-- Selected text follows --
Comprehensive genomic analysis identifies alterations in head and neck cancer that could lead to targeted therapy
Not all head and neck squamous cell carcinomas (HNSCCs) have the same pattern of genomic alterations, but those cancers with certain distinctive patterns could be amenable to specific targeted therapies, according to a researcher who presented the data at the AACR Annual Meeting 2013, held in Washington, D.C., April 6-10.
The study was part of The Cancer Genome Atlas (TCGA), a National Institutes of Health project to catalog the genetic alterations responsible for several types of cancer, in particular those with a poor prognosis.
"It is likely our study will become a landmark research tool for HNSCC for many years as the secrets included in this massive data set are gradually unlocked," said David N. Hayes, M.D., M.P.H., an associate professor at the University of North Carolina (UNC), who practices otolaryngology at the UNC Lineberger Comprehensive Cancer Center in Chapel Hill, N.C.
Hayes and colleagues conducted comprehensive genomic analysis of tumor tissue and healthy tissue from 279 patients with previously untreated HNSCC. Eighty percent of the patients reported a history of smoking.
The researchers identified more than 30 sites of significant somatic copy number alteration, or sites of significant change in the number of copies of a certain gene or genetic region. Most of the sites were identical to those recently identified in lung squamous cell carcinoma.
-- Selected text concluded --
-- Supplied information follows --
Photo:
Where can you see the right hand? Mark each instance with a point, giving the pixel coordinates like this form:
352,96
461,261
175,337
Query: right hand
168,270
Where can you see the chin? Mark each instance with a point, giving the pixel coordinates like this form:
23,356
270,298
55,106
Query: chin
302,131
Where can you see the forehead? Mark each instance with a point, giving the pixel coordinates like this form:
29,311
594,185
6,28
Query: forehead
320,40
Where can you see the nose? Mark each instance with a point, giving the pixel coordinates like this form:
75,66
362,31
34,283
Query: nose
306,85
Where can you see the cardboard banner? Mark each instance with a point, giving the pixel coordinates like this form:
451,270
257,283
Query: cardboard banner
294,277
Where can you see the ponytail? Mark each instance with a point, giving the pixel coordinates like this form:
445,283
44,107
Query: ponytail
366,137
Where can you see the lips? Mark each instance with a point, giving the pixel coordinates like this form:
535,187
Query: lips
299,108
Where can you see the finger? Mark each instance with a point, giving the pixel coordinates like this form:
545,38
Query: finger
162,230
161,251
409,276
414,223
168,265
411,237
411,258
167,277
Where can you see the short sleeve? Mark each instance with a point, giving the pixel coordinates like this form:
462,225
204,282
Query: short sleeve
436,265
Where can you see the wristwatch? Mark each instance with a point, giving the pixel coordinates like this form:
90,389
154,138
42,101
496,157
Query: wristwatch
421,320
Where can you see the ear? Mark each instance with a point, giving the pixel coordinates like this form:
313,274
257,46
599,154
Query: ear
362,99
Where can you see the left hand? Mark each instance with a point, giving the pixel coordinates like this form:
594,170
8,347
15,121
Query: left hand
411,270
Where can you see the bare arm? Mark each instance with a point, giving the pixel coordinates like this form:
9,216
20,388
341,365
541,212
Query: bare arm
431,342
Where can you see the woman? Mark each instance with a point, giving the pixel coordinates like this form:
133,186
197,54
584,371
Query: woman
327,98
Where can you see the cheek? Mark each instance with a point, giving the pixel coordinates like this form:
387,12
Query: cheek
-- Supplied information concluded --
• Task requirements: Carry the head and neck cancer article forward from its final sentence, the one about copy number sites matching those found in lung squamous cell carcinoma.

• Response to the task:
"HNSCC is a tobacco-related cancer," Hayes said. "We frequently see very altered genomes in other tobacco-related tumors. One of the striking things we observed was a high degree of similarity to other squamous tumors, including lung squamous cell carcinoma. Lessons learned from studying the similarities and differences between tumors, such as these copy number alterations, will be one of the angles researchers will follow to better understand the pathways altered in cancer."
The researchers also identified differences in alterations between tumors infected with the human papillomavirus (HPV) and those that were negative for the virus. "The current report greatly clarifies an observation that has been made in smaller cohorts of patients with HNSCC that EGFR gene amplification is infrequent in tumors that are infected with HPV but that these same tumors have a high rate of PIK3CA gene mutations," Hayes said.
This finding raises questions about the efficacy of the EGFR inhibitor approved by the U.S. Food and Drug Administration for the treatment of metastatic HNSCC in patients with HPV-positive tumors, according to Hayes. "It also suggests that these patients may benefit from treatment with the inhibitors of PIK3CA that are in development," he added. "However, any treatment conclusions should be based on treatment data, which were not part of the TCGA study."